**Goal**
Rewrite the part of the records that opens with the line containing "Segment the tree" and closes with the line containing "M92 23L40 11L19", putting "row of trees" wherever "tree line" appears and leaving everything else as it is.

**Data shown**
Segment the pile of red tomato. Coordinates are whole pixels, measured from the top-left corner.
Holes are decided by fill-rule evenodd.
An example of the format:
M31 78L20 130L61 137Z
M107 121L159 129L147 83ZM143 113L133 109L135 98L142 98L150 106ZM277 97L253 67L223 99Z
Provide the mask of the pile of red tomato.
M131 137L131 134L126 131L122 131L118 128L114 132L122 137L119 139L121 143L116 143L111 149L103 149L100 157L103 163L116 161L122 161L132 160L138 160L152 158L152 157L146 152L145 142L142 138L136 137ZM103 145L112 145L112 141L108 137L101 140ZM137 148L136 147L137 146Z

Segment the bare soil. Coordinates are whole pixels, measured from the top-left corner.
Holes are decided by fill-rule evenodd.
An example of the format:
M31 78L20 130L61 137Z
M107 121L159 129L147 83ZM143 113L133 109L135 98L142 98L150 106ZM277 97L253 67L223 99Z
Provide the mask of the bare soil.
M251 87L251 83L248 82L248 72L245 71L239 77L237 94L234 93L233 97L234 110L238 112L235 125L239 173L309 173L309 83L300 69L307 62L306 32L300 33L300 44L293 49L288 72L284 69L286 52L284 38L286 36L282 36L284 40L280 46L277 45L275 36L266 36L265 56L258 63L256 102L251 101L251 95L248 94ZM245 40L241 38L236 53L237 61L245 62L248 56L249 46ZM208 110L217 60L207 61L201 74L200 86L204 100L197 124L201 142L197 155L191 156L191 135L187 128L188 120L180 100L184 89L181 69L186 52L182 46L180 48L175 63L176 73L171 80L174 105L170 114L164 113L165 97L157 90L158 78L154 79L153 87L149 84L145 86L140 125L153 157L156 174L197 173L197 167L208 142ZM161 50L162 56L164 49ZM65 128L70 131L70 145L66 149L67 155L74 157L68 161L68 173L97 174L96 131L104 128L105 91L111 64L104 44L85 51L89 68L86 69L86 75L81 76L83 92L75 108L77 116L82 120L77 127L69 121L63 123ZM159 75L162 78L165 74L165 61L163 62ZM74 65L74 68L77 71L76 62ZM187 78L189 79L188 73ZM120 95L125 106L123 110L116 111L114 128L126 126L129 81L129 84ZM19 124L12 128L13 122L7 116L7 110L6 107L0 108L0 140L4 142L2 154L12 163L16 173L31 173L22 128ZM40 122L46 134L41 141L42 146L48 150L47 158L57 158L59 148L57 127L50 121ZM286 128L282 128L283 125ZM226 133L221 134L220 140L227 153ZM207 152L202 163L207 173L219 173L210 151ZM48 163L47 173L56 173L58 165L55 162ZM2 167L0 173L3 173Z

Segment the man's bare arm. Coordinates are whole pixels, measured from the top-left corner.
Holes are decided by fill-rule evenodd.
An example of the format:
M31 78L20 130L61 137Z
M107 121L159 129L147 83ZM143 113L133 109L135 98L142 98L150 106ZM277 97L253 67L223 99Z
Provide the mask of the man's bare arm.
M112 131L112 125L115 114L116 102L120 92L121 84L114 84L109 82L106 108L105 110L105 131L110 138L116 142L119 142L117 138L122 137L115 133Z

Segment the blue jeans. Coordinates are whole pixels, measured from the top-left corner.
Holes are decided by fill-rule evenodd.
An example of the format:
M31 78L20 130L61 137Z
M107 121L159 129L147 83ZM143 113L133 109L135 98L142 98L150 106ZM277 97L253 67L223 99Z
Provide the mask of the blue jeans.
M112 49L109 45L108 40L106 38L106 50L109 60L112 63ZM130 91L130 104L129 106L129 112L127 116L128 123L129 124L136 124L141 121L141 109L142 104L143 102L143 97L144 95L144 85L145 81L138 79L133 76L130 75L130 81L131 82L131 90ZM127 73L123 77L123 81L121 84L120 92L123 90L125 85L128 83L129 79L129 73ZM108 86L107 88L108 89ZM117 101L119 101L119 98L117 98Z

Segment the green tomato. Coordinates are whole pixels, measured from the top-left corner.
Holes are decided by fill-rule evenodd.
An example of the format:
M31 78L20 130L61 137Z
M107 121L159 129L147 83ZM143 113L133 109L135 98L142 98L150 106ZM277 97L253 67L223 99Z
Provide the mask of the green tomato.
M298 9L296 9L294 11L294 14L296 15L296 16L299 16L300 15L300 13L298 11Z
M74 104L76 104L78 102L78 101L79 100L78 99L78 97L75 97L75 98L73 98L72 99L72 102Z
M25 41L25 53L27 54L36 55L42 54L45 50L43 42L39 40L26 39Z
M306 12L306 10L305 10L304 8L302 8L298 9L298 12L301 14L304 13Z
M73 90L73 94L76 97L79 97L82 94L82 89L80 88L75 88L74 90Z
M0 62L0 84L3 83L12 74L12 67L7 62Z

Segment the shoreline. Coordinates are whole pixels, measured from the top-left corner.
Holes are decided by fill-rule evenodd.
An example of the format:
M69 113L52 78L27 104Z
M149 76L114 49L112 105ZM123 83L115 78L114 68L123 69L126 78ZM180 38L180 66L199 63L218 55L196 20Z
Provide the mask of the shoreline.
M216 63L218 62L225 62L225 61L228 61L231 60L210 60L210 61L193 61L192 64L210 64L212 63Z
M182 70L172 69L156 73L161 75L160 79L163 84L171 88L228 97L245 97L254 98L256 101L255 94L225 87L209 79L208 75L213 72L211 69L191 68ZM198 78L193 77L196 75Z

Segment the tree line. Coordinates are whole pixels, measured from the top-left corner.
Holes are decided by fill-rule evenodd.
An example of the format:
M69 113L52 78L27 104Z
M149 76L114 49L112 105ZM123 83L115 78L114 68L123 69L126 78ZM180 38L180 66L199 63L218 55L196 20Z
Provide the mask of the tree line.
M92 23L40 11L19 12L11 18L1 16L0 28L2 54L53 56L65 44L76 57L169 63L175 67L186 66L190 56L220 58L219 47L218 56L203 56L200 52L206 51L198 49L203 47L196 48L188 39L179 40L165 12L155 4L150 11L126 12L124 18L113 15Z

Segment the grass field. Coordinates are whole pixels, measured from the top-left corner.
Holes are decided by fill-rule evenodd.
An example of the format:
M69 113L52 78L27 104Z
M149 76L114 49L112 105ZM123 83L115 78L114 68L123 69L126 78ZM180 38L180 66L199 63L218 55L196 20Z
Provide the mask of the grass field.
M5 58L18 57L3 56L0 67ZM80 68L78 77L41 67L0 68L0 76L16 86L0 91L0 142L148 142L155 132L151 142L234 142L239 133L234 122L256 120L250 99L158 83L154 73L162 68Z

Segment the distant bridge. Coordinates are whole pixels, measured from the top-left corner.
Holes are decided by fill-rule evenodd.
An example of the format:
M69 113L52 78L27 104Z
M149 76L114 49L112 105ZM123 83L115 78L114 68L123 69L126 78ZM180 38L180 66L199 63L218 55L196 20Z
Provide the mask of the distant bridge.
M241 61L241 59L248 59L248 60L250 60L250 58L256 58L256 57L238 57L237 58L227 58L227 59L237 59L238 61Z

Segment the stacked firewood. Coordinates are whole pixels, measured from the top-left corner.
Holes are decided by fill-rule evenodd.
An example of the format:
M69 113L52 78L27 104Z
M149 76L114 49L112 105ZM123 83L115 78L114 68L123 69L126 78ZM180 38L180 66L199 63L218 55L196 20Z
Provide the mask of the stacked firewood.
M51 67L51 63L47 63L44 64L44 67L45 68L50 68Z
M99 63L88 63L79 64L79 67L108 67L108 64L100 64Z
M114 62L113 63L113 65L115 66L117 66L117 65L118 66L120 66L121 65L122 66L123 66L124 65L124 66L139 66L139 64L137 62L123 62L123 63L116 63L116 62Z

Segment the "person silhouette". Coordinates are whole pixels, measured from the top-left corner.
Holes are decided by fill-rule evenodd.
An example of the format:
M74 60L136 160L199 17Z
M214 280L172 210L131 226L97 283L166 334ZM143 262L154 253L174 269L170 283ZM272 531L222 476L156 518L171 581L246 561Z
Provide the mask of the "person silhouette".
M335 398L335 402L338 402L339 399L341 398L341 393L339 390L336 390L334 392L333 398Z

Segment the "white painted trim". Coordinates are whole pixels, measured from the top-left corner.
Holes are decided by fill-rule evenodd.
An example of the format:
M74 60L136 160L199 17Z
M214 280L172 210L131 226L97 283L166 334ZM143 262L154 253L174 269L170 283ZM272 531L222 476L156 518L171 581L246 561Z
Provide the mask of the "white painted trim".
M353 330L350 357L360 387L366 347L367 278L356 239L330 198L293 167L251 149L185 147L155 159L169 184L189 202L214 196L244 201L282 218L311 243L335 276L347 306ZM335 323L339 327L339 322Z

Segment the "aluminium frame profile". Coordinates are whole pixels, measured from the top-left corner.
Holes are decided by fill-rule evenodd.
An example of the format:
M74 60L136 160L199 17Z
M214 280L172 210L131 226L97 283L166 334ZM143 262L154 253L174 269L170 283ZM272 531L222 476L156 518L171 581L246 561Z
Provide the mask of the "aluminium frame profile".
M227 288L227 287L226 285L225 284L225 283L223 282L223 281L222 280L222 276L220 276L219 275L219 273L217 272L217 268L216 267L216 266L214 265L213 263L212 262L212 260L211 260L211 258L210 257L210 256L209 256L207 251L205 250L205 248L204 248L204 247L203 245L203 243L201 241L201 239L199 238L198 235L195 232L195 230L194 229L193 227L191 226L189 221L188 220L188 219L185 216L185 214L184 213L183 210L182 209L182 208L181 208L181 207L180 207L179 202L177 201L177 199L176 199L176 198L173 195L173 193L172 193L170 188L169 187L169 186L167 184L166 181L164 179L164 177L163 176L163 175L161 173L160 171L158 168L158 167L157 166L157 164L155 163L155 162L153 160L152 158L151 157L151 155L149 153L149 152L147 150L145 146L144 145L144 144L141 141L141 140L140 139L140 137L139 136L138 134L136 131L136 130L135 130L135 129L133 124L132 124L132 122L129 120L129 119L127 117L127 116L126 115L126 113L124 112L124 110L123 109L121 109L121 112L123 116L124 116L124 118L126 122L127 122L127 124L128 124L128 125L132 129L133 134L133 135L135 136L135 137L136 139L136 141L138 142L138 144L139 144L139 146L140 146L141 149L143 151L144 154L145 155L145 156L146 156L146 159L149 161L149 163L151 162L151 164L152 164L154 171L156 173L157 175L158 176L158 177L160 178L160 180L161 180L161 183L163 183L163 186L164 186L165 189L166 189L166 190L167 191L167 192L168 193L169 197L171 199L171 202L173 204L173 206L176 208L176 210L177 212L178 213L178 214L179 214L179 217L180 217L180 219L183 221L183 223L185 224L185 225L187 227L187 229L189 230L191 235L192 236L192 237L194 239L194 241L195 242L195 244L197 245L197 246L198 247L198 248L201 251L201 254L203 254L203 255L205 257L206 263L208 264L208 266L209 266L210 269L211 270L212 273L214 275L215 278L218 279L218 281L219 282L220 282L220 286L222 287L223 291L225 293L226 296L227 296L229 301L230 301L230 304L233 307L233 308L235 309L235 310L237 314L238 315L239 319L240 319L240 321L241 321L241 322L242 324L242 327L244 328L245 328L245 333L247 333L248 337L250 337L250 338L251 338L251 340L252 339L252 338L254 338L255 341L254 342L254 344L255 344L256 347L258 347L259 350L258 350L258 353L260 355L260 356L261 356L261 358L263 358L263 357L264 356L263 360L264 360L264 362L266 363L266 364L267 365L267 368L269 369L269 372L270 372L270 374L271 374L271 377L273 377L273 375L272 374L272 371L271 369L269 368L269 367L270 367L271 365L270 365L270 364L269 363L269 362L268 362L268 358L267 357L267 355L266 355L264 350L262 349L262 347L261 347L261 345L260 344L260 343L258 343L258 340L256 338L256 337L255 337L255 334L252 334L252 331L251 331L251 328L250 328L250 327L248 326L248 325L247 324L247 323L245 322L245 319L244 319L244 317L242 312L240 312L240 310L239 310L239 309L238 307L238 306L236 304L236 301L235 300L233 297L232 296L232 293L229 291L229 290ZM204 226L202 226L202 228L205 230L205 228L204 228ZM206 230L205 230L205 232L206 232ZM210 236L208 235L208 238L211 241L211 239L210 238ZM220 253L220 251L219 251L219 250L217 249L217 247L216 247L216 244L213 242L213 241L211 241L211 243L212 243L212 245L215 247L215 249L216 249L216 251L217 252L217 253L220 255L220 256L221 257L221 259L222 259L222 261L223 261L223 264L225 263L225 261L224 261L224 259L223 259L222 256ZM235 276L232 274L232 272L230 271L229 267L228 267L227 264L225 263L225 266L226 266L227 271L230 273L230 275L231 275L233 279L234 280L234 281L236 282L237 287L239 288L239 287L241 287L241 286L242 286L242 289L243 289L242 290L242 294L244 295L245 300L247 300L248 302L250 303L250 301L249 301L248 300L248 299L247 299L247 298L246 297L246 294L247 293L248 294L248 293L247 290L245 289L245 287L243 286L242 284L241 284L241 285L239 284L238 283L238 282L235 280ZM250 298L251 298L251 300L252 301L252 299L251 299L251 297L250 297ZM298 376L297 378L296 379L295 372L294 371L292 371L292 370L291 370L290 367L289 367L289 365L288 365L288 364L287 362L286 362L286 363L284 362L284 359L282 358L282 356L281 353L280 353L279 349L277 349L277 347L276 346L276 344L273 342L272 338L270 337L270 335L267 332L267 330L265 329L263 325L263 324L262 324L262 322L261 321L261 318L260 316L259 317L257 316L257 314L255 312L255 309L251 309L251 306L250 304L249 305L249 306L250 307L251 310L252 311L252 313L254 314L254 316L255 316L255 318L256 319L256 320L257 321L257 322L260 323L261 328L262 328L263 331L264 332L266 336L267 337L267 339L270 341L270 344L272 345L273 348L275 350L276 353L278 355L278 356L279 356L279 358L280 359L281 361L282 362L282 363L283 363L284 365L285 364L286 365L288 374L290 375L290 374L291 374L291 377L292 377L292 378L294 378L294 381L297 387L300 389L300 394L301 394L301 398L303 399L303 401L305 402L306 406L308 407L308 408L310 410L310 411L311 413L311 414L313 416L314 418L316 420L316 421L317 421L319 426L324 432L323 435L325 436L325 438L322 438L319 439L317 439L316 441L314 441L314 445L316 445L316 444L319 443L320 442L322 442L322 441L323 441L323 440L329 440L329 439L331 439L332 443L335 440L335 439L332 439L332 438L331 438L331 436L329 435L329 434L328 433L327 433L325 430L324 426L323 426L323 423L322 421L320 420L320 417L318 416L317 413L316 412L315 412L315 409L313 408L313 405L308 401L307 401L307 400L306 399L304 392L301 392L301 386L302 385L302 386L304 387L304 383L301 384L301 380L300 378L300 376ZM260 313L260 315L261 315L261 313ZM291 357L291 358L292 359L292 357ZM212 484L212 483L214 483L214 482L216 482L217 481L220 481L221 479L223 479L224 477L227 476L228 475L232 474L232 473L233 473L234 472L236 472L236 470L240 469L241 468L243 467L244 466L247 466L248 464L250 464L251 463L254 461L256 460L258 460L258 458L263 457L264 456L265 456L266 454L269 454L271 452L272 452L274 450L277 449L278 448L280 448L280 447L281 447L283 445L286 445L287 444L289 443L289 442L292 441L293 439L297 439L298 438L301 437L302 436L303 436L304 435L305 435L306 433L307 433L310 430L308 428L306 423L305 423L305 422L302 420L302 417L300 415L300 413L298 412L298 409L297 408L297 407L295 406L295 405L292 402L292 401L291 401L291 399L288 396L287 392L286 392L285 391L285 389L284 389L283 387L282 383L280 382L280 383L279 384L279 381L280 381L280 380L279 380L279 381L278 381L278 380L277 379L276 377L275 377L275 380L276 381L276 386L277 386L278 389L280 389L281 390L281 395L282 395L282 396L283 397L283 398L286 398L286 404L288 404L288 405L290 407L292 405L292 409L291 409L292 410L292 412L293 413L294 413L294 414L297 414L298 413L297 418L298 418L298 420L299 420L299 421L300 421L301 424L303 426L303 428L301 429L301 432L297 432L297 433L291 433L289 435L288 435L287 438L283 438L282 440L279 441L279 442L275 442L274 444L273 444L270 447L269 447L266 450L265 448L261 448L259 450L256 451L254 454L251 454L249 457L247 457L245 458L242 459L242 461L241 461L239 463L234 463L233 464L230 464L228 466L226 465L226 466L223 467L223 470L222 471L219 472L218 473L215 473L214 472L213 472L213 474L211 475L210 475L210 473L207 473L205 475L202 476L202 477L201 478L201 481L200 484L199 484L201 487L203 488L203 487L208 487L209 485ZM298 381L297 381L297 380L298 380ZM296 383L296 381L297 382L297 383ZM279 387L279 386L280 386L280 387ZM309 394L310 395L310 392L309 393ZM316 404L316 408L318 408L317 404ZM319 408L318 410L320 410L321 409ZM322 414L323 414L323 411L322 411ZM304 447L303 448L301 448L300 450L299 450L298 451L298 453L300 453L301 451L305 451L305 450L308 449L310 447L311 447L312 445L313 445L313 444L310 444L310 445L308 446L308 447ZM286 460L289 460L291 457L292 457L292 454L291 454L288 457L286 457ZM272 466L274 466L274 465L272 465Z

**Answer below**
Segment the row of trees. Coordinates are whole pixels, measured from the top-left corner.
Holes are decided by fill-rule evenodd.
An example of the format:
M69 113L52 78L27 104Z
M149 76L114 49L112 105ZM123 83L115 78L114 68L123 69L126 78ZM180 38L180 66L199 63L218 55L196 20Z
Provide the mask of the row of trees.
M92 23L40 11L19 12L11 18L1 16L0 28L2 54L53 56L65 44L76 57L169 63L175 67L186 66L190 56L220 58L219 47L218 56L203 56L200 52L206 51L198 49L203 47L196 48L188 39L179 40L165 12L155 4L150 11L126 12L124 18L113 15Z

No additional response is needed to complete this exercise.